= 課題設定 a =
後に掲げる記録について、「point_to(query) returns one keypoint per instance of the cockpit」を含む行から書き始め、「x=1167, y=580」を含む行までを一字一句違えずに書き写してください。両端の行も含め、その範囲外の行は含めないでください。

= 文書の抜粋 =
:::::

ビジネスモデル

「売れる人」と「売れない人」たった1つの違い

 【 目次 】

ビジネスには基本的な型がある
2人の社長の間に生じた売上の大きな差
考え方の引き出しが増える売上の公式(型)
導線の公式(型)
2つの公式を使いこなす

ビジネスには基本的な型がある

売上を増やしたいと思うなら、基本的な公式(型)に基づいて戦略を考えることが重要です。なぜなら、公式(型)を指標としてアイデアを発想することで、何を優先すべきか迷うことがなくなるからです。

「商品を売りたい」「集客したい」という目的はあるものの、施策の中で重点を置くべきポイントがズレていることが意外とよくあります。

私自身は常に基本の原則に基づいて考えることを心がけてきました。基本に従うことで成果が得られるという実感を持っているからです。実際に基本原則の重要性を再認識する出来事が最近ありましたので、それを共有したいと思います。

この記事を読むことで、ビジネスにおける基本原則の重要性を再確認していただけると思います。もし今までに「そんなこと考えたこともなかった」という方がいらっしゃる場合は、この機会に思考の枠組みを整えることをおすすめします。思考の枠組みを整えることによって、成果を上げる可能性を飛躍的に高めることができると考えています。

2人の社長の間に生じた売上の大きな差

3年前の2020年、私は2人の創業社長とセッションを行いました。そして先日、あるコミュニティの懇親会で久しぶりに2人に再会しました。しかし、驚くことに同じ時期に事業をスタートしたにもかかわらず、2人の間には大きな差が生じていることがわかりました。

なぜこのような結果になったのでしょうか。特に能力の差は見受けられませんし、取り扱っている商品やビジネスモデル、人脈などにも大きな違いはありません。

:::::

= 課題設定 b =
売上の差と基本的な型についての上記の文章を、最後の文の後から書き継いでください。

:::::

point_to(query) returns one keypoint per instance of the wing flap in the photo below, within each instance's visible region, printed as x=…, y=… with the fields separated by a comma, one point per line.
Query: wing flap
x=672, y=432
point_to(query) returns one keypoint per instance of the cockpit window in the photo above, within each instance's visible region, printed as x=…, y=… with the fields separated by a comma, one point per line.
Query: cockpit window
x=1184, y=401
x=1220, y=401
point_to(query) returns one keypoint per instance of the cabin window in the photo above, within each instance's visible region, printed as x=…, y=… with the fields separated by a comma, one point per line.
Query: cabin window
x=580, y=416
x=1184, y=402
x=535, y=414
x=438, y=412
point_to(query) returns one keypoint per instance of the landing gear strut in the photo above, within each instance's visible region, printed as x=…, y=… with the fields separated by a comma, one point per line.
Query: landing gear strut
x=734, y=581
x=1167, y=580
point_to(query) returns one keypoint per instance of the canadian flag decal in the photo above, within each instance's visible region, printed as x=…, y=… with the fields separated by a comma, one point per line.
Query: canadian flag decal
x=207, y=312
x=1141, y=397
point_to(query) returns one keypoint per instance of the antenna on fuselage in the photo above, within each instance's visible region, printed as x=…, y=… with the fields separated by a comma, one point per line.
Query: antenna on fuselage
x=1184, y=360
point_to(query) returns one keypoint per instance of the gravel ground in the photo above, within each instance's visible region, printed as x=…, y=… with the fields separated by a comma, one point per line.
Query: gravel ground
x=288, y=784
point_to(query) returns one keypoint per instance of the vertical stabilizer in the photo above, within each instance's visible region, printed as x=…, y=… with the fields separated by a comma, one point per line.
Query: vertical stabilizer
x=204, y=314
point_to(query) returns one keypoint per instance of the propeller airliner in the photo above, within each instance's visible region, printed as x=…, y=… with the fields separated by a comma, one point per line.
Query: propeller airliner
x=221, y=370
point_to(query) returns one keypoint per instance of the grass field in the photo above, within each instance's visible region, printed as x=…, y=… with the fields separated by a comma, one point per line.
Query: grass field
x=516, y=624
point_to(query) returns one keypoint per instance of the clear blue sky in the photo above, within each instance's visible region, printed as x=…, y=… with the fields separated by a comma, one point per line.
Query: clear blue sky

:::::

= 演習結果 a =
point_to(query) returns one keypoint per instance of the cockpit window in the photo above, within each instance's visible region, printed as x=…, y=… with the fields separated by a comma, one point per line.
Query: cockpit window
x=1184, y=401
x=1220, y=401
point_to(query) returns one keypoint per instance of the cabin window in the photo above, within each instance's visible region, printed as x=…, y=… with the fields separated by a comma, one point per line.
Query: cabin window
x=580, y=416
x=1184, y=402
x=535, y=414
x=438, y=412
point_to(query) returns one keypoint per instance of the landing gear strut in the photo above, within each instance's visible region, printed as x=…, y=… with the fields separated by a comma, one point per line.
Query: landing gear strut
x=734, y=581
x=1167, y=580

= 演習結果 b =
では、2人の違いはどこから生まれたのでしょうか。お互いに近況報告をしている中で、仕事の取り組み方の違いに気づきました。それが、売上の公式(型)を活用していたかどうかの違いです。

A社長は、売上を増やすために基本的な公式(型)を意識し戦略を練っていました。彼は公式(型)を指標にしてアイデアを発想し、具体的な施策を実行することで成果を上げていました。

一方で、B社長は公式(型)に基づいて戦略を考えることを軽視していました。彼は何の根拠もない思いつきの発想が多く成果に結びつけることができなかったのです。

3年前、私が2人の社長にお伝えした売上の基本的な公式(型)とは、以下のとおりです。

商売に取り組んでいる方であれば、一度は聞いたことがあるかもしれません。しかし、これを100%活用している人は少ないのではないでしょうか。B社長も同様でした。彼は公式(型)というものをあまり重視していなかったようです。

それでは、なぜ公式(型)が大切なのか?それは、集客や売上アップの基本はPDCAを回すことだからです。

つまり事業とは改善の繰り返しであり、指標を設け、それに基づきPDCAを繰り返していけば確実な成果につながりやすくなります。

公式(型)の多くは非常にシンプルです。複雑なものは、単純な要素が組み合わさって派生したものに過ぎません。原理原則さえ身につければ、それを応用することも可能です。ですから、何事もまずは型から始めることが重要です。それが一番の近道であり、成功への最短距離だと私は考えています。

中村勘三郎さんの言葉通りに「型があるから型破りが出来る」「型が無ければ単なる形無し」。まさにこのような意味が込められています。

考え方の引き出しが増える売上の公式(型)

さて、それでは公式(型)の使い方を見ていきましょう。

まず、質問です。数学が苦手な方もいるかもしれませんが考えてみてください。

答えを売上の公式(型)に当てはめて考えてみましょう。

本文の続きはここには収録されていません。